Exercise directions:
Copy out the part that opens with the line containing "Locate woman's lips" and closes with the line containing "128, 381, 144, 418", shifting every box coordinate in the answers up by 74. Keep every other line as it is, including the sample numbers in it.

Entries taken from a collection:
(begin)
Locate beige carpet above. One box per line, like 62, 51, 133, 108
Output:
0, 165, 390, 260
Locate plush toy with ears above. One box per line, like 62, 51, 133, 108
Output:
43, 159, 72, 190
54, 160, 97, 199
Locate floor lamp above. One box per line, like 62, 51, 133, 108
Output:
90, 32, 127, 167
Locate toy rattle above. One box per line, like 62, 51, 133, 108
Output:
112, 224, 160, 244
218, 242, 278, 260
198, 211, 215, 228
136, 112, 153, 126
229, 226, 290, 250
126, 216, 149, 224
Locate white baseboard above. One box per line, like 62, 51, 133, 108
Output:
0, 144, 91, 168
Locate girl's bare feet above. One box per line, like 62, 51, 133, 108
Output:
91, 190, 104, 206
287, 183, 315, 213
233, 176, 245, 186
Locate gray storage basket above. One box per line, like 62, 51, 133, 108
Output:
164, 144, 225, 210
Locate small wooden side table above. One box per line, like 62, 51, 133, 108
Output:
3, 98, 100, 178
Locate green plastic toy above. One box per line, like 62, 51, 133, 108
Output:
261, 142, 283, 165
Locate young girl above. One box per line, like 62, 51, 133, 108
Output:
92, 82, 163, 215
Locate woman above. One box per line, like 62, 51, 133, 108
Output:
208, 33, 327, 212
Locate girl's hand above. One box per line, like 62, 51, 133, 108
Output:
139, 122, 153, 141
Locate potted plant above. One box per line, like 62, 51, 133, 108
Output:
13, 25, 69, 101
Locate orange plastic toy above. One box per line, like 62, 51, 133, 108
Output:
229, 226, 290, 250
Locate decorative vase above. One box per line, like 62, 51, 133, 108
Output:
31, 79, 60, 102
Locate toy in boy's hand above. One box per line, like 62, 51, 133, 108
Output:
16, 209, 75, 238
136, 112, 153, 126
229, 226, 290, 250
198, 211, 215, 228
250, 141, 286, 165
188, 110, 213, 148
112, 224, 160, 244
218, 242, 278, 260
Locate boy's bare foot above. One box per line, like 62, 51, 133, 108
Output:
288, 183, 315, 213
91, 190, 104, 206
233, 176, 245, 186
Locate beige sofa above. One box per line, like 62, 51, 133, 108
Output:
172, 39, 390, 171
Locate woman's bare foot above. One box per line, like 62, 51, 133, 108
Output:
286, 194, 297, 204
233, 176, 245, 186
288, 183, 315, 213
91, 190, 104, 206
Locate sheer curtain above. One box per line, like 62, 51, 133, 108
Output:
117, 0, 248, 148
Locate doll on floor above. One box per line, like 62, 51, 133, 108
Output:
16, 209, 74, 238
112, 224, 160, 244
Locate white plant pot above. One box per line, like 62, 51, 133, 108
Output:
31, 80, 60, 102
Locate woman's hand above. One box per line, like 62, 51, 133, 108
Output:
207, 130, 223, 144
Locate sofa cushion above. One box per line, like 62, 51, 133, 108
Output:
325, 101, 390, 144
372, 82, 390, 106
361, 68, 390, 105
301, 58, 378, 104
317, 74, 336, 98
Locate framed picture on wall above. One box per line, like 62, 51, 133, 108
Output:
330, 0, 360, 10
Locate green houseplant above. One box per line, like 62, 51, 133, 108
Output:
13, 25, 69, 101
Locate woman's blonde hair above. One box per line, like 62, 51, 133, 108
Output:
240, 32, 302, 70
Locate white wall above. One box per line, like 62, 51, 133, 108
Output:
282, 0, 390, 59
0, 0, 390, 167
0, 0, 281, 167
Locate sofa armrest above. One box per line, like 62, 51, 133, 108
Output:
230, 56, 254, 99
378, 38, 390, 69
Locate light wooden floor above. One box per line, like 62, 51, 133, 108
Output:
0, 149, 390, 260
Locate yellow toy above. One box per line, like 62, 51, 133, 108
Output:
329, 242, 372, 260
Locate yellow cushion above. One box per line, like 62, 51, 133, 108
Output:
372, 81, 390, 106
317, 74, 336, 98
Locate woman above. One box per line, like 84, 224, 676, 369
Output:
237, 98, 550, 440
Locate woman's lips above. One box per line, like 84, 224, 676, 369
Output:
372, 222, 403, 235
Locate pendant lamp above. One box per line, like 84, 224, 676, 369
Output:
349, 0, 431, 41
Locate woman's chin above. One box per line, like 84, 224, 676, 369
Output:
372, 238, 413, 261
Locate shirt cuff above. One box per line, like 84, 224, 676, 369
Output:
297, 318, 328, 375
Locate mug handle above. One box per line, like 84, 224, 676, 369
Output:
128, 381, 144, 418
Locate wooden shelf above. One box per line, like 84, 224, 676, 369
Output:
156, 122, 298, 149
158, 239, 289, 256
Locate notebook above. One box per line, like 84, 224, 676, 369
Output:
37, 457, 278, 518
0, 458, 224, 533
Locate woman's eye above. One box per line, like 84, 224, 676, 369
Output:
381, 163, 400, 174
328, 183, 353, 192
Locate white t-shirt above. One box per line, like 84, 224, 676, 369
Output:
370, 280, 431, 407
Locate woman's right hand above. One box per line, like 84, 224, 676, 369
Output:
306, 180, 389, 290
(end)
Answer for the task:
Locate woman's lips above. One box per line, like 84, 224, 676, 369
Output:
446, 296, 477, 309
Locate pendant lamp above. One box per line, like 84, 224, 676, 369
Output:
423, 74, 505, 115
Locate woman's chin above. One box per line, like 84, 224, 676, 369
Output:
446, 312, 487, 335
Locate shirt cuff above. One box per line, like 84, 224, 676, 369
Output:
371, 392, 402, 449
Locate mug handle above. One box per line, like 84, 224, 676, 369
Output:
202, 455, 218, 492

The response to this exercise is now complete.